TEXTO DE ORIGEM:
O desenvolvimento de FF9 in a nutshell

E estou contando tudo isso... bem, em parte porque sou um caso perido de nerd por história dos videogames, claro. Mas é mais do que apenas uma curiosidade, a origem de Final Fantasy IX é a chave para entender como o jogo em si funciona. Porque é realmente importante entender que FFIX nunca foi concebido como "o próximo passo depois de FINAL FANTASY 8". Ele nasceu como uma homenagem, uma carta de amor aos bons e velhos tempos da fantasia de capa e espada. E essa intenção está gravada em seus ossos.

Por que isso importa? Porque, se você olhar de perto, FFIX é um Final Fantasy muito não convencional precisamente por ser convencional. Me permita explicar: uma das características definidoras da série até aquele momento era sua busca incansável por novidades. Cada entrada tentava reinventar o RPG de alguma forma, sempre puxando o genero para frente, e esse impulso se tornou parte da identidade da série. FINAL FANTASY 5 tinha o Sistema de Jobs profundo e flexível. FINAL FANTASY 6 introduziu relíquias e um elenco extenso. FINAL FANTASY 7 construiu um jogo inteiro em torno de Materia, enquanto FINAL FANTASY 8 apostou no controverso sistema Junction. Mecanicamente falando, não havia dois Final Fantasy iguais.

E então veio FFIX.

Em vez de perseguir um novo sistema radical, ele fez o oposto. Sua mecânica é modesta, até mesmo inofensiva em comparação. As habilidades são vinculadas aos equipamentos. Os personagens se inclinam para papéis clássicos em vez de builds intercambiáveis. Ele não tenta expandir o gênero com um novo recurso chamativo. Mas aqui está a questão: "não reinventar a roda" não significa "genérico". Longe disso. O que FFIX faz é mais uma curadoria dos greatest hits da franquia até então, todos misturados juntos e ainda funcionando.

Squall apenas deu de ombros e comentou "whatever"

LINHAS DE DADOS:
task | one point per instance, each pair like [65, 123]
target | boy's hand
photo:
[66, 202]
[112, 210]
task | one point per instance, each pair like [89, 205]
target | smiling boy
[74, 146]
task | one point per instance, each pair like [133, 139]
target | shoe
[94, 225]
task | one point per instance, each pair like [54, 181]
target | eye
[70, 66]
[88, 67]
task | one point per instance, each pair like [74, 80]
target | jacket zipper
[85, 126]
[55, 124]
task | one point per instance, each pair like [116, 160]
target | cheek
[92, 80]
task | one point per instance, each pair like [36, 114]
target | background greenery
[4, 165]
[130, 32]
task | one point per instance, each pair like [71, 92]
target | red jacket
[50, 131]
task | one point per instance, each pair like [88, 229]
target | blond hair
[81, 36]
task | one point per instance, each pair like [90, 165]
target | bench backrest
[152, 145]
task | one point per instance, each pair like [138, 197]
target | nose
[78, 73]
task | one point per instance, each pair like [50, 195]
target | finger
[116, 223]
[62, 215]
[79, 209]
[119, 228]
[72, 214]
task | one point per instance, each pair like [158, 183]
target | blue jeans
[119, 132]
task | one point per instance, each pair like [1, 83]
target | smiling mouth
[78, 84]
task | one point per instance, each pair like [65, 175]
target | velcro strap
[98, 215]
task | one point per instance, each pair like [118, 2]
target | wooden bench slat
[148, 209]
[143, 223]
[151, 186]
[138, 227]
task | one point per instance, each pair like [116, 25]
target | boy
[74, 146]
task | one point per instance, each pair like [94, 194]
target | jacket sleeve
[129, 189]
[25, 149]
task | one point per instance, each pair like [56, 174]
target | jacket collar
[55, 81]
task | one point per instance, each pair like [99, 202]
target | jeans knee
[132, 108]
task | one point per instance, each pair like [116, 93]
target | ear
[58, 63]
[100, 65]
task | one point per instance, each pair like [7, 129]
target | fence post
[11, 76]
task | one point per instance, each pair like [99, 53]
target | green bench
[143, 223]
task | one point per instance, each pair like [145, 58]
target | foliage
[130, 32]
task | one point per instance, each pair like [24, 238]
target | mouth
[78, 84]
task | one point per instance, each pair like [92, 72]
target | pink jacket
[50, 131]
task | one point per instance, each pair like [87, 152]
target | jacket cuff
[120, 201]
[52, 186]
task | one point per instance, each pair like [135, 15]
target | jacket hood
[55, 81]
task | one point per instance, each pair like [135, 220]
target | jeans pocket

INSTRUÇÕES:
(1) Liste cada Final Fantasy anterior ao IX citado no texto sobre Final Fantasy IX, junto com a novidade mecânica que o texto atribui a ele.
(2) Dê sequência ao texto sobre Final Fantasy IX a partir do ponto em que ele termina.

RESPOSTAS POR TAREFA:
(1)
- FINAL FANTASY 5: o Sistema de Jobs profundo e flexível
- FINAL FANTASY 6: relíquias e um elenco extenso
- FINAL FANTASY 7: um jogo inteiro construído em torno de Materia
- FINAL FANTASY 8: o controverso sistema Junction

(2)
É por isso que entender sua origem como uma homenagem é tão importante. Se você espera que FFIX puxe os limites das mecanicas de RPG mesma forma que VII e VIII fizeram, você vai se desapontar. Mas se você vê isso como um retorno deliberado — uma decisão consciente de celebrar em vez de inovar — então a imagem toda se encaixa. Não é apenas um jogo. É uma reflexão. Uma memória. Uma carta de amor.

A primeira coisa que você nota é a definição precisa dos papéis do elenco — algo que Final Fantasy vinha se afastando nos títulos posteriores. Claro, em FINAL FANTASY 8 você pode argumentar que Zell usa mecânicas de monge, e Quistis é tecnicamente uma Blue Mage. Mas e quanto ao Squall? Ele é... um guerreiro, eu acho? Rinoa? Uma Maga Branca? Mais ou menos? Não exatamente. Nesse ponto, a série havia começado a borrar aqueles antigos arquétipos de RPG em construções mais ambíguas, onde qualquer um poderia ser qualquer coisa se você fizesse a build certa.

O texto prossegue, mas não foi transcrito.